* Data section:
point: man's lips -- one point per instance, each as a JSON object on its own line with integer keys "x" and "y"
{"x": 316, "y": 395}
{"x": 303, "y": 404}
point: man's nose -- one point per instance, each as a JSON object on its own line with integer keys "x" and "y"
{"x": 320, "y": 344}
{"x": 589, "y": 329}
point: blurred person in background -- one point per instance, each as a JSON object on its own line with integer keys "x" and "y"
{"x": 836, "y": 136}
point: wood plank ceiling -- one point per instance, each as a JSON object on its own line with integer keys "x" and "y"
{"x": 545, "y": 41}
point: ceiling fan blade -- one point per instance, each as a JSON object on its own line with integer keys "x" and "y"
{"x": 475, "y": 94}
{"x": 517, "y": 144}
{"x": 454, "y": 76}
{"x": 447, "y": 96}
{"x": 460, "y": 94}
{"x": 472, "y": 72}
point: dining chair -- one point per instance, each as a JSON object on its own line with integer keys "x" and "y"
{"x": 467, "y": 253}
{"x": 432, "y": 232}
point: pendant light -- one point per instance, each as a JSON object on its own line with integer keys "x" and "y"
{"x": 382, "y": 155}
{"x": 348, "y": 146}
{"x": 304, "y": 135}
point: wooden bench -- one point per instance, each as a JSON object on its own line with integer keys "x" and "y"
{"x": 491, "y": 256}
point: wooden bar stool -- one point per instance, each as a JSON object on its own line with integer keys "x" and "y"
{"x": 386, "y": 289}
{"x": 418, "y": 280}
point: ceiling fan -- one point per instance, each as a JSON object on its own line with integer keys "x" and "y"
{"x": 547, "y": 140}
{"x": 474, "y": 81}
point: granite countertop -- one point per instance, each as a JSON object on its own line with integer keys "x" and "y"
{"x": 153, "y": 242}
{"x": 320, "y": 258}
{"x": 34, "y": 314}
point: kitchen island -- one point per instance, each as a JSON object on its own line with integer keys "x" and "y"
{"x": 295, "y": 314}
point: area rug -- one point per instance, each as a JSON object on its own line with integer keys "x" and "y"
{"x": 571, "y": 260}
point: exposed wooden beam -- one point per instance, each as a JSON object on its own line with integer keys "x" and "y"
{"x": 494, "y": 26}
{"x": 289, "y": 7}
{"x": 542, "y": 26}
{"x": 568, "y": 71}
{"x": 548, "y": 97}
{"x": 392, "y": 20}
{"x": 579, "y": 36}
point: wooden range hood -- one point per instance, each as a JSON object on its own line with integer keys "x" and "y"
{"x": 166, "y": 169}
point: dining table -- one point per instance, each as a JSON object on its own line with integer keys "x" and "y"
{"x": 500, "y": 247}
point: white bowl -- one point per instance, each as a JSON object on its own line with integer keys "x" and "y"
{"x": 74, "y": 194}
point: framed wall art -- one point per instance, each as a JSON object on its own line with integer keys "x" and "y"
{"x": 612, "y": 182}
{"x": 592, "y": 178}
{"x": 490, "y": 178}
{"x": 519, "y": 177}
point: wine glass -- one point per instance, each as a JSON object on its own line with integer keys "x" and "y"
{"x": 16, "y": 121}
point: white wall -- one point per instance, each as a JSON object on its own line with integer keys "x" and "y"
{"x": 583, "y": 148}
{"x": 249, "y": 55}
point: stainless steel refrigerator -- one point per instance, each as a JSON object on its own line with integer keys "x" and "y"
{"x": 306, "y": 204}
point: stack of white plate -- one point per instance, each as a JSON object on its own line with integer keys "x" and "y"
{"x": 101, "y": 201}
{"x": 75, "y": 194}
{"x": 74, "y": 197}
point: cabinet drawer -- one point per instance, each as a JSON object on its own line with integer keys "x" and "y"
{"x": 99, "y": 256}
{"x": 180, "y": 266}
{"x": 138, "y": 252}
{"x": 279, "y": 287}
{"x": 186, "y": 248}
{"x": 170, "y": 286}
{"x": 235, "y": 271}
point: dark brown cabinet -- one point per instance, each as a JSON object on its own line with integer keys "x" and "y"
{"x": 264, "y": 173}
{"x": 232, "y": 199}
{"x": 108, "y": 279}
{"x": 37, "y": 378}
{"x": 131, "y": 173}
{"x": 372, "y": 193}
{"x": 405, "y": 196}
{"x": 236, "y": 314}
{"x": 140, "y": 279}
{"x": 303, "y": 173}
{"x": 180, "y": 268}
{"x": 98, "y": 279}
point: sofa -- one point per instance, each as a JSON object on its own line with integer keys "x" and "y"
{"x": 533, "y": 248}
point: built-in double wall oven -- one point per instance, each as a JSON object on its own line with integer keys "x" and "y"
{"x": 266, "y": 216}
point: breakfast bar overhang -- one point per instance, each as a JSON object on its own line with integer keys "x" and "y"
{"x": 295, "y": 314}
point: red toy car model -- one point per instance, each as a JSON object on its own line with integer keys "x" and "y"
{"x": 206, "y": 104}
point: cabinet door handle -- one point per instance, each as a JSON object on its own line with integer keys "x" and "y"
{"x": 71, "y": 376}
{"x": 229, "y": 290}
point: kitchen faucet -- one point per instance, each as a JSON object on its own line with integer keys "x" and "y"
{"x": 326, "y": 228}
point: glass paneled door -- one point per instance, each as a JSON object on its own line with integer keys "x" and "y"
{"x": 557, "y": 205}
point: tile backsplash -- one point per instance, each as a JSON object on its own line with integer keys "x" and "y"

* Task goal: Would you please reproduce the entries above word for word?

* Answer box:
point: man's lips -- one point per instance, each as a JSON object on its own line with integer keys "x" and "y"
{"x": 316, "y": 395}
{"x": 303, "y": 404}
point: man's nose -- one point per instance, each as a JSON object on its own line with integer keys "x" and "y"
{"x": 320, "y": 344}
{"x": 589, "y": 329}
point: blurred person in background -- one point per instance, each as a JSON object on its own line with integer keys "x" and "y"
{"x": 836, "y": 136}
point: wood plank ceiling -- one point per instance, each as a JSON object on its own line with integer keys "x" and "y"
{"x": 545, "y": 41}
point: ceiling fan blade -- one point per instance, each as a JSON object on its own line with integer keys "x" and "y"
{"x": 475, "y": 94}
{"x": 517, "y": 144}
{"x": 454, "y": 76}
{"x": 447, "y": 96}
{"x": 460, "y": 94}
{"x": 472, "y": 72}
point: dining chair -- one point per instance, each as a JSON object on its own line with integer keys "x" and "y"
{"x": 467, "y": 253}
{"x": 432, "y": 232}
point: pendant light -- one point per instance, each as a JSON object on its own line with integer keys "x" and "y"
{"x": 382, "y": 155}
{"x": 348, "y": 146}
{"x": 304, "y": 135}
point: wooden bench -- one point per instance, each as a JSON object on its own line with integer keys "x" and "y"
{"x": 491, "y": 256}
point: wooden bar stool -- one point per instance, each as a JSON object on its own line with integer keys "x" and "y"
{"x": 386, "y": 289}
{"x": 418, "y": 280}
point: ceiling fan -- one point per instance, each as a JSON object on its own line with integer keys "x" and "y"
{"x": 547, "y": 140}
{"x": 474, "y": 81}
point: granite countertop -- one point per instance, each as a JSON object on its own line with integer keys "x" and "y"
{"x": 153, "y": 242}
{"x": 320, "y": 258}
{"x": 34, "y": 314}
point: kitchen island -- one point per instance, each as a JSON object on its own line with integer keys "x" and "y"
{"x": 295, "y": 314}
point: area rug -- one point per instance, each as a JSON object on its own line with integer keys "x" and "y"
{"x": 571, "y": 260}
point: exposed wooden beam -- one point per instance, each as a JSON object on its own line with integer keys "x" and "y"
{"x": 494, "y": 26}
{"x": 289, "y": 7}
{"x": 542, "y": 26}
{"x": 568, "y": 71}
{"x": 548, "y": 97}
{"x": 392, "y": 20}
{"x": 579, "y": 36}
point: wooden range hood -- one point per instance, each as a JSON object on its own line with integer keys "x" and "y"
{"x": 166, "y": 169}
point: dining table -- one point per instance, each as a JSON object on its own line with integer keys "x" and "y"
{"x": 500, "y": 247}
point: white bowl -- one point per instance, each as a JSON object on its own line with integer keys "x" and "y"
{"x": 74, "y": 194}
point: framed wall art -- one point per instance, each as a JSON object on its own line with integer keys "x" and "y"
{"x": 612, "y": 182}
{"x": 592, "y": 178}
{"x": 490, "y": 178}
{"x": 519, "y": 177}
point: wine glass -- one point per instance, each as a JSON object on its own line with integer keys "x" and "y"
{"x": 16, "y": 121}
point: white wall -- one point per instance, each as a JSON object on its own line with integer keys "x" and "y"
{"x": 583, "y": 148}
{"x": 249, "y": 55}
point: stainless steel refrigerator -- one point per instance, each as a JSON object on its own line with integer keys "x" and "y"
{"x": 306, "y": 204}
point: stack of white plate -- one point per instance, each as a JSON object on its own line with integer keys "x" and "y"
{"x": 101, "y": 201}
{"x": 75, "y": 194}
{"x": 74, "y": 197}
point: cabinet drawer -- one point per instance, each as a JSON object on its own line with integer keys "x" and "y"
{"x": 99, "y": 256}
{"x": 180, "y": 266}
{"x": 138, "y": 252}
{"x": 279, "y": 287}
{"x": 186, "y": 248}
{"x": 170, "y": 286}
{"x": 235, "y": 271}
point: dark brown cabinet -- one point per instance, each as a JSON object on its own line with integer keys "x" and "y"
{"x": 264, "y": 173}
{"x": 232, "y": 199}
{"x": 108, "y": 279}
{"x": 37, "y": 378}
{"x": 131, "y": 173}
{"x": 372, "y": 193}
{"x": 405, "y": 196}
{"x": 236, "y": 314}
{"x": 140, "y": 279}
{"x": 303, "y": 173}
{"x": 180, "y": 268}
{"x": 98, "y": 279}
point: sofa -- one point per instance, each as a JSON object on its own line with integer keys "x" and "y"
{"x": 533, "y": 248}
point: built-in double wall oven -- one point per instance, each as a JSON object on its own line with integer keys "x" and "y"
{"x": 266, "y": 216}
point: breakfast bar overhang -- one point per instance, each as a JSON object on its own line with integer keys "x" and "y"
{"x": 295, "y": 314}
point: red toy car model -- one point per instance, each as a JSON object on its own line with integer keys "x" and "y"
{"x": 206, "y": 104}
point: cabinet door handle -- one point per instance, each as a JSON object on its own line with integer keys "x" and "y"
{"x": 71, "y": 376}
{"x": 229, "y": 290}
point: kitchen faucet -- one point per instance, each as a JSON object on its own line with integer keys "x" and "y"
{"x": 326, "y": 228}
point: glass paneled door -- one point per instance, each as a JSON object on its own line with integer keys "x" and "y"
{"x": 557, "y": 205}
point: tile backsplash -- one point per instance, each as a JSON object on its own line with integer keys "x" and "y"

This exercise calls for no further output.